§ PROBLEM TO SOLVE: Copy, from the material below, each line that contains the word "pixels".

§ RECORDS FOR THIS TASK:
━━━━

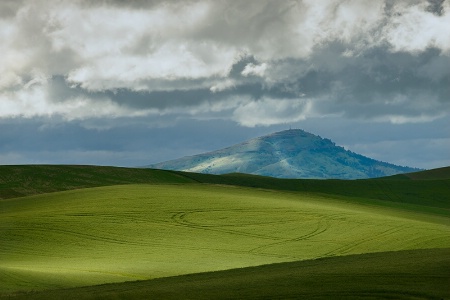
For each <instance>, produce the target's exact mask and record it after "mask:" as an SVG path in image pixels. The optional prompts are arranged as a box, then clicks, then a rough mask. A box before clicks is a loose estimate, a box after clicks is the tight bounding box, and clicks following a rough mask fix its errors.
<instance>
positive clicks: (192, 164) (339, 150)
mask: <svg viewBox="0 0 450 300" xmlns="http://www.w3.org/2000/svg"><path fill="white" fill-rule="evenodd" d="M148 167H150V168H156V169H166V170H179V171H187V172H196V173H206V174H226V173H246V174H256V175H263V176H270V177H277V178H321V179H328V178H336V179H361V178H373V177H382V176H389V175H394V174H399V173H407V172H413V171H418V169H414V168H409V167H401V166H396V165H393V164H389V163H385V162H381V161H377V160H374V159H371V158H368V157H365V156H362V155H359V154H356V153H353V152H351V151H348V150H345V149H344V148H342V147H339V146H336V145H335V143H333V142H332V141H331V140H329V139H324V138H321V137H320V136H317V135H313V134H311V133H308V132H306V131H303V130H300V129H293V130H286V131H281V132H277V133H273V134H270V135H266V136H262V137H258V138H255V139H252V140H249V141H246V142H244V143H241V144H237V145H234V146H231V147H228V148H224V149H220V150H217V151H212V152H208V153H203V154H198V155H194V156H188V157H183V158H179V159H175V160H170V161H166V162H161V163H157V164H153V165H149V166H148Z"/></svg>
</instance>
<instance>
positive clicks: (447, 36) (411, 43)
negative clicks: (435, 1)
mask: <svg viewBox="0 0 450 300" xmlns="http://www.w3.org/2000/svg"><path fill="white" fill-rule="evenodd" d="M407 4H408V3H407V2H406V3H399V4H398V5H396V6H394V9H393V12H392V17H391V18H390V19H389V20H388V21H389V22H388V23H387V25H386V26H385V27H384V28H383V36H385V38H386V41H387V42H388V43H389V44H390V45H391V47H392V49H393V50H394V51H407V52H418V51H424V50H425V49H427V48H428V47H436V48H438V49H441V50H442V51H443V52H445V53H447V55H448V54H450V34H449V32H448V28H449V24H450V1H444V2H443V12H444V13H443V15H442V16H439V15H435V14H433V13H431V12H428V11H426V8H427V3H426V2H421V3H419V4H416V5H407Z"/></svg>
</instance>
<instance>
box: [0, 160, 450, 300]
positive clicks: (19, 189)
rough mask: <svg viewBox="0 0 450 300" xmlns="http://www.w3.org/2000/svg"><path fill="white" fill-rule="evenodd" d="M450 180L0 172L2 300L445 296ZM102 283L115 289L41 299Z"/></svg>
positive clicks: (144, 171) (0, 268)
mask: <svg viewBox="0 0 450 300" xmlns="http://www.w3.org/2000/svg"><path fill="white" fill-rule="evenodd" d="M441 173H445V174H447V172H441ZM433 174H435V173H433ZM421 176H422V177H424V176H425V175H421ZM433 176H434V175H433ZM425 177H426V176H425ZM444 177H445V176H444ZM136 183H138V184H136ZM449 183H450V182H449V180H448V179H445V178H444V179H442V178H441V177H440V178H437V179H436V178H431V179H423V178H422V179H416V180H412V179H411V178H406V179H405V178H400V179H399V178H386V179H374V180H358V181H336V180H332V181H315V180H275V179H271V178H265V177H258V176H245V175H242V174H234V175H223V176H210V175H201V174H200V175H199V174H192V173H179V172H166V171H155V170H148V169H147V170H146V169H126V168H112V167H89V166H2V167H0V199H1V198H3V199H4V200H0V218H1V220H2V222H1V224H0V234H1V235H0V295H2V296H3V297H6V298H9V297H12V298H13V299H15V298H18V299H20V298H23V297H25V298H39V297H41V299H48V298H61V299H63V298H64V299H65V298H67V295H76V296H73V297H74V298H77V299H82V298H89V297H91V296H92V295H93V294H95V295H97V296H96V297H99V295H103V294H104V295H105V297H106V298H109V297H125V298H128V297H138V298H139V297H141V296H142V295H144V294H146V295H150V294H153V295H155V297H158V295H159V296H160V297H163V298H170V297H172V298H174V299H175V298H180V297H179V296H180V295H182V294H179V293H181V292H182V291H185V290H186V287H190V289H191V290H192V296H190V297H191V298H192V299H198V298H204V299H207V298H217V297H218V295H221V296H222V297H223V298H227V296H226V295H229V296H228V298H236V297H237V298H240V297H239V294H232V293H235V289H238V290H240V291H241V293H242V295H243V296H245V298H250V296H251V294H252V292H251V291H255V290H259V291H260V292H261V294H260V295H259V297H260V298H264V295H266V296H267V298H276V297H278V298H289V297H291V298H292V297H294V298H295V295H297V296H298V295H304V296H305V295H308V298H314V297H319V298H320V297H322V296H323V297H325V298H327V297H330V295H331V294H330V293H332V292H333V291H334V292H335V293H337V294H339V295H341V297H344V298H348V296H349V295H350V294H349V293H351V291H358V292H357V293H356V294H355V295H359V296H358V297H360V298H366V299H367V298H369V299H370V297H372V298H380V297H381V296H382V295H383V293H386V294H385V296H386V298H389V297H394V298H395V297H397V298H398V296H399V295H404V296H405V298H411V297H416V298H418V299H420V298H421V297H422V298H426V297H431V298H433V297H437V298H445V297H450V292H449V289H448V287H447V285H446V284H445V283H446V282H447V283H448V282H450V265H449V254H450V253H449V250H448V249H449V248H450V219H449V204H450V201H449V197H450V185H449ZM427 194H428V195H430V196H429V197H427ZM14 195H15V196H23V195H28V196H24V197H14ZM417 249H424V250H420V251H419V250H417ZM433 249H434V250H433ZM439 249H441V250H439ZM402 250H413V251H406V252H402ZM392 251H400V252H392ZM365 253H376V254H370V255H368V256H367V254H365ZM353 254H364V255H353ZM347 255H351V256H347ZM319 258H322V259H319ZM323 258H327V259H323ZM311 259H313V260H311ZM314 259H319V260H314ZM281 262H291V263H289V264H286V263H284V264H276V265H270V266H264V267H256V268H244V267H250V266H260V265H268V264H273V263H281ZM362 266H366V267H362ZM229 269H235V270H230V271H224V272H213V273H205V274H198V275H189V276H177V275H183V274H195V273H203V272H210V271H219V270H229ZM293 270H297V271H296V272H297V273H296V274H297V275H298V276H297V275H293V273H292V272H294V271H293ZM233 272H234V273H233ZM308 272H309V273H308ZM255 273H257V274H258V276H256V275H255ZM252 274H253V275H252ZM308 274H309V275H308ZM358 274H359V275H358ZM389 274H390V275H389ZM395 274H397V275H395ZM344 275H345V276H347V277H345V276H344ZM170 276H177V277H170ZM196 276H197V277H196ZM202 276H203V277H202ZM205 276H206V277H205ZM255 276H256V277H255ZM283 276H284V277H283ZM352 276H353V277H354V278H356V277H358V278H359V279H358V280H356V281H354V280H353V279H352V280H353V281H352V284H350V285H349V283H348V282H347V281H348V280H349V279H348V278H350V277H352ZM360 276H362V277H360ZM389 276H392V277H389ZM163 277H166V278H163ZM353 277H352V278H353ZM153 278H160V279H154V280H150V281H140V282H136V283H121V284H119V283H120V282H128V281H136V280H148V279H153ZM252 278H253V279H252ZM282 278H285V279H286V278H291V280H290V281H289V280H283V281H282V282H285V284H284V289H283V288H281V289H278V290H279V294H278V296H276V295H275V294H270V291H273V290H276V289H273V288H272V289H269V288H268V287H269V286H270V284H267V282H270V283H271V284H273V285H274V284H276V282H277V280H281V279H282ZM345 278H347V279H345ZM374 278H378V279H377V280H375V279H374ZM382 278H391V279H390V280H389V282H390V283H389V284H387V283H385V284H381V282H382V281H383V280H382ZM394 278H395V280H394ZM199 280H200V281H201V283H199ZM264 282H266V284H264ZM301 282H303V284H300V283H301ZM345 282H347V283H348V284H347V285H346V284H344V283H345ZM377 282H378V283H379V284H377ZM419 282H421V284H419ZM104 283H117V284H114V285H101V286H95V287H86V288H77V289H75V290H73V289H72V290H57V291H53V292H50V291H49V290H53V289H59V288H74V287H81V286H93V285H97V284H104ZM202 283H203V285H202ZM443 283H444V284H443ZM278 286H283V284H282V283H281V282H279V283H278ZM323 286H328V290H327V289H323ZM295 287H297V288H295ZM311 287H315V288H311ZM320 287H322V288H320ZM230 288H231V289H232V290H233V291H234V292H233V291H230ZM164 289H166V290H164ZM176 289H179V290H176ZM222 290H223V291H222ZM226 290H228V291H229V292H228V293H229V294H227V293H226V292H225V291H226ZM31 291H42V292H40V293H39V292H36V293H34V292H31ZM158 291H159V292H158ZM177 291H178V292H177ZM315 291H316V292H317V293H316V294H314V293H315ZM319 292H320V293H319ZM64 293H66V294H64ZM158 293H160V294H158ZM161 293H162V294H161ZM177 293H178V294H177ZM198 293H200V294H198ZM214 293H216V294H215V295H214ZM230 293H231V294H230ZM408 293H409V294H408ZM64 295H66V296H64ZM121 295H122V296H121ZM177 295H178V296H177ZM270 295H272V296H270ZM283 295H284V296H283ZM383 297H384V296H383ZM182 298H183V297H182Z"/></svg>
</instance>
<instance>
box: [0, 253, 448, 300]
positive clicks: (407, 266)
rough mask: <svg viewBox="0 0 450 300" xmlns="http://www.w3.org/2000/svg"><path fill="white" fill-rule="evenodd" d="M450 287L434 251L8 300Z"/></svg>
mask: <svg viewBox="0 0 450 300" xmlns="http://www.w3.org/2000/svg"><path fill="white" fill-rule="evenodd" d="M449 281H450V249H428V250H412V251H400V252H384V253H372V254H362V255H352V256H343V257H333V258H325V259H317V260H310V261H302V262H292V263H280V264H272V265H265V266H259V267H251V268H242V269H233V270H227V271H220V272H212V273H201V274H192V275H185V276H178V277H168V278H160V279H154V280H150V281H138V282H126V283H119V284H106V285H100V286H90V287H82V288H75V289H65V290H54V291H44V292H40V293H39V292H38V293H27V294H16V295H14V296H11V297H5V299H17V300H20V299H30V298H32V299H46V300H47V299H79V300H83V299H448V298H450V288H449V283H450V282H449ZM0 299H3V297H1V296H0Z"/></svg>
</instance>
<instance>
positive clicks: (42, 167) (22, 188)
mask: <svg viewBox="0 0 450 300" xmlns="http://www.w3.org/2000/svg"><path fill="white" fill-rule="evenodd" d="M188 182H192V179H189V178H187V177H185V176H182V175H178V174H175V173H171V172H167V171H163V170H152V169H142V168H119V167H103V166H81V165H18V166H14V165H12V166H0V200H1V199H10V198H16V197H23V196H30V195H35V194H44V193H51V192H58V191H65V190H73V189H82V188H89V187H97V186H110V185H118V184H136V183H151V184H159V183H188Z"/></svg>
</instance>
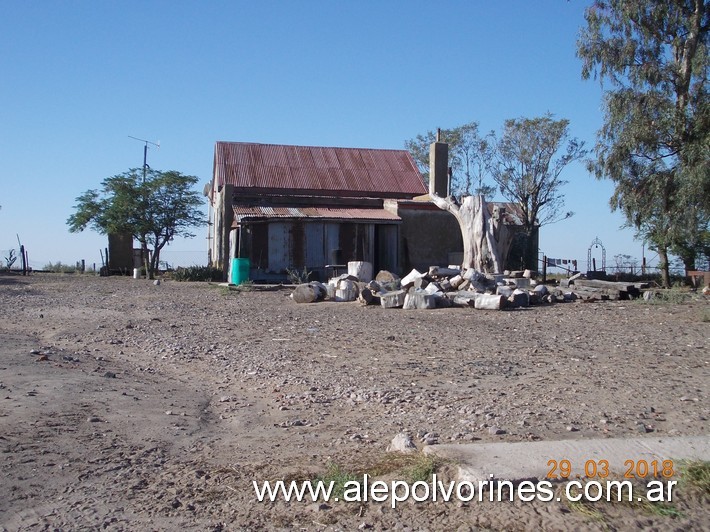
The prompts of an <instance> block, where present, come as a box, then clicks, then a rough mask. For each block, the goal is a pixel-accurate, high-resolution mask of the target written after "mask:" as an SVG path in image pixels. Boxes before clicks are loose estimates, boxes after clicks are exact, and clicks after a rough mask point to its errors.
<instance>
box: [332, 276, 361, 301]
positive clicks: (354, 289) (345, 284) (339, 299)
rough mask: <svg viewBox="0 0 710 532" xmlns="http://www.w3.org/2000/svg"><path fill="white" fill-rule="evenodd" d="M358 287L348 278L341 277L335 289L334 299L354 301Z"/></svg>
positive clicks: (354, 283) (341, 300)
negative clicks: (342, 277) (334, 297)
mask: <svg viewBox="0 0 710 532" xmlns="http://www.w3.org/2000/svg"><path fill="white" fill-rule="evenodd" d="M358 292H359V290H358V287H357V284H356V283H355V282H354V281H351V280H350V279H342V280H340V281H338V284H337V286H336V289H335V300H336V301H355V300H356V299H357V296H358Z"/></svg>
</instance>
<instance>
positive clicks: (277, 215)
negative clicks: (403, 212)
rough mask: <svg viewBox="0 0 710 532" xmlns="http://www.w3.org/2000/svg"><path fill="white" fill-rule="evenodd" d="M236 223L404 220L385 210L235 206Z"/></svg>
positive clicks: (233, 208) (323, 207) (388, 211)
mask: <svg viewBox="0 0 710 532" xmlns="http://www.w3.org/2000/svg"><path fill="white" fill-rule="evenodd" d="M233 209H234V223H235V224H236V223H238V222H241V221H242V220H260V219H273V218H309V219H320V220H353V221H359V222H363V221H368V220H372V221H376V222H399V221H401V220H402V219H401V218H400V217H399V216H397V215H396V214H392V213H391V212H389V211H386V210H384V209H331V208H327V207H243V206H239V205H235V206H234V207H233Z"/></svg>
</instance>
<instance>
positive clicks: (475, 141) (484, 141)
mask: <svg viewBox="0 0 710 532" xmlns="http://www.w3.org/2000/svg"><path fill="white" fill-rule="evenodd" d="M435 140H436V133H435V132H434V131H427V133H426V134H424V135H417V136H416V137H415V138H413V139H411V140H408V141H406V142H405V147H406V148H407V149H408V150H409V152H410V153H411V154H412V157H413V158H414V161H415V162H416V163H417V165H418V166H419V170H420V172H421V173H422V175H423V176H424V178H425V179H426V180H427V181H428V179H429V145H430V144H431V143H432V142H434V141H435ZM441 142H446V143H447V144H448V145H449V166H450V167H451V173H452V176H451V194H452V195H454V196H457V197H463V196H471V195H479V194H482V195H483V196H490V195H492V194H493V193H494V192H495V187H492V186H489V185H486V184H485V182H484V176H485V173H486V170H487V168H488V165H489V164H490V157H491V150H490V147H491V145H490V136H486V137H482V136H481V135H480V133H479V131H478V123H476V122H469V123H468V124H464V125H462V126H458V127H455V128H453V129H442V130H441Z"/></svg>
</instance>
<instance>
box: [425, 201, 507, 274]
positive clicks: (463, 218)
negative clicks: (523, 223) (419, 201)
mask: <svg viewBox="0 0 710 532" xmlns="http://www.w3.org/2000/svg"><path fill="white" fill-rule="evenodd" d="M430 197H431V200H432V201H433V202H434V204H436V206H437V207H439V208H440V209H442V210H445V211H449V212H450V213H451V214H453V215H454V217H455V218H456V220H457V221H458V222H459V227H460V228H461V235H462V236H463V264H462V265H461V266H462V268H464V269H467V268H474V269H475V270H478V271H479V272H484V273H502V272H503V270H504V269H505V261H506V259H507V258H508V252H509V251H510V246H511V244H512V243H513V234H512V232H511V231H510V230H509V229H508V227H507V226H506V224H505V223H504V221H503V213H502V212H501V211H498V210H496V211H494V213H493V215H491V214H490V213H489V212H488V207H487V204H486V200H485V199H483V196H481V195H479V196H465V197H464V198H463V201H462V202H461V203H460V204H459V203H458V202H457V201H456V200H455V199H454V198H453V197H451V196H449V197H447V198H442V197H441V196H438V195H437V194H430Z"/></svg>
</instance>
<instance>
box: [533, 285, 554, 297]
mask: <svg viewBox="0 0 710 532" xmlns="http://www.w3.org/2000/svg"><path fill="white" fill-rule="evenodd" d="M533 292H535V293H536V294H537V295H539V296H540V297H543V296H546V295H547V294H549V293H550V290H549V289H548V288H547V286H545V285H544V284H539V285H537V286H536V287H535V288H534V289H533Z"/></svg>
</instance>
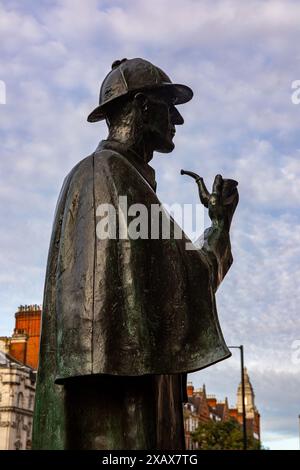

━━━━

§ RESPONSE TO THE TASK:
For each <instance>, produce the target's exact mask and record it after "mask:" as an SVG path in image pixels. The optional prompts are arranged as a box, then clicks, then a rough mask. A box before clicks is a loose estimate, a box after clicks is the tight bounding box, and clicks following a rough mask fix its errors.
The prompts of an <instance> block, where present, come as a box, then clicks, then a rough mask. For each block, the goal is a pixel-accurate, high-resolution mask of the target written after "mask:" as an SVG path in image pixels. Boxes before clicks are loose estimates, boxes after clicks are exact, and clicks after a rough mask point to its errors.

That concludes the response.